# [Angezeigter Text]

= = = = = = =

In einem Interview mit dem US-amerikanischen Medienkonzern CBS sagte Burr 2017, dass er es bereue, diese Regeln aufgestellt zu haben. Die Regeln würden doch bloss jeden frustrieren - auch ihn selbst. Und zwar grundlos, denn die Sicherheit wird dadurch nicht zwingend erhöht.
Die eine Seite des Problems ist menschlicher Natur: Weil man sich die komplizierten, zufälligen Ansammlungen von Buchstaben, Zahlen und Sonderzeichen nicht merken kann, schreibt man sich die Passwörter auf. Entweder auf Fresszetteln neben dem Rechner oder in Dokumenten digital auf dem Rechner. So oder so: Was aufgeschrieben wird, kann auch von anderen gelesen werden.

= = = = = = =

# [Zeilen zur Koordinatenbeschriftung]

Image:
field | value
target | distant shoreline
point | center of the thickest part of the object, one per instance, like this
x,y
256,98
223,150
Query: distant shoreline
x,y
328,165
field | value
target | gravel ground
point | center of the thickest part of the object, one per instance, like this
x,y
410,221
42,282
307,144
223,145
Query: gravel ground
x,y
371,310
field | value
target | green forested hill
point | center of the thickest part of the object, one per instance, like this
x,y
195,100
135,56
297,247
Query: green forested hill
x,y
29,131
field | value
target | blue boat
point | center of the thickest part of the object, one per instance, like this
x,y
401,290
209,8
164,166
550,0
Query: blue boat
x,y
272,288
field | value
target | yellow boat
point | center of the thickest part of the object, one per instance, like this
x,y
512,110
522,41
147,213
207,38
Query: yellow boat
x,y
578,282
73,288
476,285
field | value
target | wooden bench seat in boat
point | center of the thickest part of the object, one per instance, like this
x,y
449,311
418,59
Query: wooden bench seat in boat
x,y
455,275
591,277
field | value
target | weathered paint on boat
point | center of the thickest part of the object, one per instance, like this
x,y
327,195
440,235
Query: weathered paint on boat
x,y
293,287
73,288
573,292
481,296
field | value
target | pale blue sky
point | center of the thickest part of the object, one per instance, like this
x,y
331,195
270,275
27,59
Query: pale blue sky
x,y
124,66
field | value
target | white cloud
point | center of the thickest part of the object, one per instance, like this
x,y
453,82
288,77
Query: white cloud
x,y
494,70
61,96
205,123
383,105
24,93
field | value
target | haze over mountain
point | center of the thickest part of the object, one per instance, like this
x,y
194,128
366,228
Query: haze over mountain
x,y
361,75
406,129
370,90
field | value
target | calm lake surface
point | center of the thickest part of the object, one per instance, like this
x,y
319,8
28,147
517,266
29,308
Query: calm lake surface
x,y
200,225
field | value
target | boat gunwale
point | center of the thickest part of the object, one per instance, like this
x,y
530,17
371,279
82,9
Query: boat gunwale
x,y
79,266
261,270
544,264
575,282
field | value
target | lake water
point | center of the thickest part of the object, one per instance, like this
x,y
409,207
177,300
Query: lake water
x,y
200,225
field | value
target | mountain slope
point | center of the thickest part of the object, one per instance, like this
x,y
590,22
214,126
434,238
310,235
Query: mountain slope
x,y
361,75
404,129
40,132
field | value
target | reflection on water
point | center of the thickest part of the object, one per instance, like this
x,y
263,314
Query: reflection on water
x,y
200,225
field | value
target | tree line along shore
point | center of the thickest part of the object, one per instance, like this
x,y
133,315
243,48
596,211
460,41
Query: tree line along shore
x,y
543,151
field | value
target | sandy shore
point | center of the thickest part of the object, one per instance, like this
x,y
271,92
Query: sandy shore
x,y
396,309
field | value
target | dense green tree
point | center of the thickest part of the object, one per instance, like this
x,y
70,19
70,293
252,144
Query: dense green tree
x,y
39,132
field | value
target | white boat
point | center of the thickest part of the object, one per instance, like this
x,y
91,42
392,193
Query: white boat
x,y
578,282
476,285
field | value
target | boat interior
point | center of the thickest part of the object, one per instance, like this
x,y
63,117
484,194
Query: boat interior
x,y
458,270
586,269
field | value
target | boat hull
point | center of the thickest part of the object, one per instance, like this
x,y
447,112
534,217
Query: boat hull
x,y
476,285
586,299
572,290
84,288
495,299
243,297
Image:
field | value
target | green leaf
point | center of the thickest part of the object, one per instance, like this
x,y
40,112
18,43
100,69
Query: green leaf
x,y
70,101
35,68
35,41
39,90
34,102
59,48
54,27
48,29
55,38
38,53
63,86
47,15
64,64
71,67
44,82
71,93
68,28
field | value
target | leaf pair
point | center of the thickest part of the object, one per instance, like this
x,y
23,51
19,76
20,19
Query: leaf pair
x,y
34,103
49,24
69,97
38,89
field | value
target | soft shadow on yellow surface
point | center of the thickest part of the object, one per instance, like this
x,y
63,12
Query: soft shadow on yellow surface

= = = = = = =

# [Aufgaben]
(A) Ermittle, wie viele der Zeilen oben die Zeichenfolge „along“ enthalten, und gib nur diese Zahl an.
(B) Setze den Text über Passwortregeln dort fort, wo er endet.

# [Lösungen]
(A) 2

(B)
Die andere Seite ist mathematischer Natur. Um ein Passwort zu knacken, nutzt man einen sogenannten Brute-Force-Angriff. Im Wesentlichen werden dabei sämtliche möglichen Kombinationen ausprobiert, bis die richtige gefunden wurde. Daraus folgt: Je mehr mögliche Kombinationen es gibt, desto mehr Zeit braucht man, um das Passwort zu knacken und desto sicherer ist es.
208’827’064'576 Möglichkeiten
Bei einem vierstelligen Passwort, das nur aus den 26 Buchstaben des lateinischen Alphabets besteht - Gross- und Kleinschreibung spielt keine Rolle - gibt es insgesamt 26 mal 26 mal 26 mal 26, also 456'976 mögliche Kombinationen. Ein Computer hätte dieses Passwort wohl in unter einer Sekunde geknackt.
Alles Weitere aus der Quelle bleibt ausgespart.